begin Given data

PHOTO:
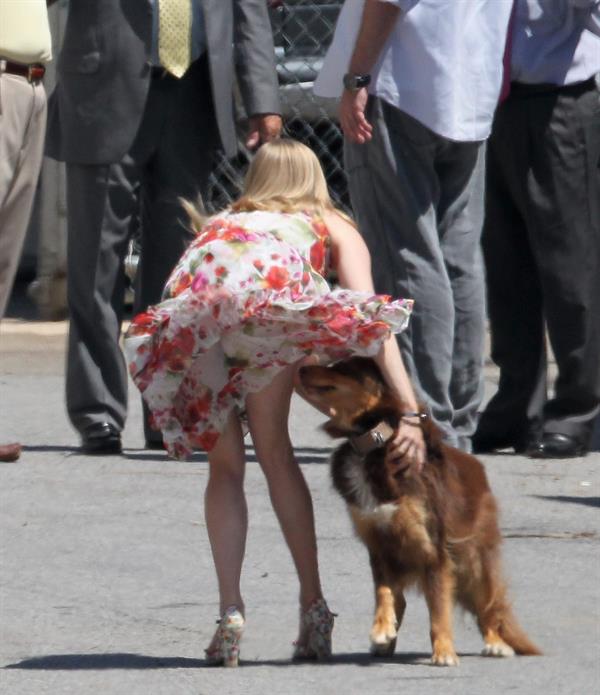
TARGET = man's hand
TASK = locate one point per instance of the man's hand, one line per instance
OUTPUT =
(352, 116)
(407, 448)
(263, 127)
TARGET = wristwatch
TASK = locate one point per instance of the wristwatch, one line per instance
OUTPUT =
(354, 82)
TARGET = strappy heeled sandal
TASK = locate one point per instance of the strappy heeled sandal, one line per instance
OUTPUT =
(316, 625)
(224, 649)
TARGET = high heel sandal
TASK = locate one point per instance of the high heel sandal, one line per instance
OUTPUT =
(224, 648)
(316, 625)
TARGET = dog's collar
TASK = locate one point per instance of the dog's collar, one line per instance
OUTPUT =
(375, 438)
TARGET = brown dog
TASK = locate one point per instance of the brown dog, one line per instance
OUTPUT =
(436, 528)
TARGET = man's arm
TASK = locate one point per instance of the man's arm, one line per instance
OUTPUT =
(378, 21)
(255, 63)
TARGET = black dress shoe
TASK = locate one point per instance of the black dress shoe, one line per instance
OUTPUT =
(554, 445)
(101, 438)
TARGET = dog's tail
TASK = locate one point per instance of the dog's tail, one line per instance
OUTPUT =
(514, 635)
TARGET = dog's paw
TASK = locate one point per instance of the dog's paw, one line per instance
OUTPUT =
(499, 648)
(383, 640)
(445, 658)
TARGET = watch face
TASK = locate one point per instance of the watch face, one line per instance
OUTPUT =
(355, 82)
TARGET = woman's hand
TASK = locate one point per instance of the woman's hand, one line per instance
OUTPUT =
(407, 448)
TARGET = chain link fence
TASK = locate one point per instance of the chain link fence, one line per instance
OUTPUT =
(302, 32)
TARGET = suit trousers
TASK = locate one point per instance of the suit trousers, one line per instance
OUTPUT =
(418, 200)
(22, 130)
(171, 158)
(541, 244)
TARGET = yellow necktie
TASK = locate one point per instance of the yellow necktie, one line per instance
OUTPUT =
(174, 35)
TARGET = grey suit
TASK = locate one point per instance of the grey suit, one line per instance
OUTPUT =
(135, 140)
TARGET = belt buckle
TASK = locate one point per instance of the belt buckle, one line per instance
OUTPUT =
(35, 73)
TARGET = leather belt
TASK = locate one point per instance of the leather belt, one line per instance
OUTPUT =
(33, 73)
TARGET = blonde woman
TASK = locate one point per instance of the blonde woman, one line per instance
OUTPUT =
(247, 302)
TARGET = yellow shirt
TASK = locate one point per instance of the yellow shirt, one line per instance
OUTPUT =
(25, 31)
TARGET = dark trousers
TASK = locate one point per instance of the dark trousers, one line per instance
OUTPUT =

end Given data

- _Requirements_: Render every line of the material above as a JSON list of strings, one string per line, with blank lines skipped and the pictures left out.

- _Full answer_:
[
  "PHOTO:",
  "TARGET = man's hand",
  "TASK = locate one point per instance of the man's hand, one line per instance",
  "OUTPUT =",
  "(352, 116)",
  "(407, 448)",
  "(263, 127)",
  "TARGET = wristwatch",
  "TASK = locate one point per instance of the wristwatch, one line per instance",
  "OUTPUT =",
  "(354, 82)",
  "TARGET = strappy heeled sandal",
  "TASK = locate one point per instance of the strappy heeled sandal, one line per instance",
  "OUTPUT =",
  "(316, 625)",
  "(224, 649)",
  "TARGET = high heel sandal",
  "TASK = locate one point per instance of the high heel sandal, one line per instance",
  "OUTPUT =",
  "(224, 648)",
  "(316, 625)",
  "TARGET = dog's collar",
  "TASK = locate one point per instance of the dog's collar, one line per instance",
  "OUTPUT =",
  "(375, 438)",
  "TARGET = brown dog",
  "TASK = locate one point per instance of the brown dog, one line per instance",
  "OUTPUT =",
  "(436, 528)",
  "TARGET = man's arm",
  "TASK = locate one point per instance of the man's arm, one line per instance",
  "OUTPUT =",
  "(378, 21)",
  "(255, 63)",
  "TARGET = black dress shoe",
  "TASK = locate one point per instance of the black dress shoe, one line per instance",
  "OUTPUT =",
  "(554, 445)",
  "(101, 438)",
  "TARGET = dog's tail",
  "TASK = locate one point per instance of the dog's tail, one line per instance",
  "OUTPUT =",
  "(514, 635)",
  "TARGET = dog's paw",
  "TASK = locate one point per instance of the dog's paw, one line per instance",
  "OUTPUT =",
  "(499, 648)",
  "(383, 640)",
  "(445, 658)",
  "TARGET = watch face",
  "TASK = locate one point per instance of the watch face, one line per instance",
  "OUTPUT =",
  "(355, 82)",
  "TARGET = woman's hand",
  "TASK = locate one point per instance of the woman's hand, one line per instance",
  "OUTPUT =",
  "(407, 448)",
  "TARGET = chain link fence",
  "TASK = locate one point per instance of the chain link fence, one line per instance",
  "OUTPUT =",
  "(302, 32)",
  "TARGET = suit trousers",
  "TASK = locate one point per instance of the suit trousers, one line per instance",
  "OUTPUT =",
  "(418, 200)",
  "(22, 130)",
  "(171, 158)",
  "(541, 244)",
  "TARGET = yellow necktie",
  "TASK = locate one point per instance of the yellow necktie, one line per instance",
  "OUTPUT =",
  "(174, 35)",
  "TARGET = grey suit",
  "TASK = locate one point per instance of the grey suit, one line per instance",
  "OUTPUT =",
  "(135, 140)",
  "TARGET = belt buckle",
  "TASK = locate one point per instance of the belt buckle, one line per instance",
  "OUTPUT =",
  "(35, 73)",
  "TARGET = leather belt",
  "TASK = locate one point per instance of the leather belt, one line per instance",
  "OUTPUT =",
  "(33, 73)",
  "TARGET = blonde woman",
  "TASK = locate one point per instance of the blonde woman, one line per instance",
  "OUTPUT =",
  "(247, 302)",
  "TARGET = yellow shirt",
  "TASK = locate one point per instance of the yellow shirt, one line per instance",
  "OUTPUT =",
  "(25, 31)",
  "TARGET = dark trousers",
  "TASK = locate one point per instance of the dark trousers, one line per instance",
  "OUTPUT ="
]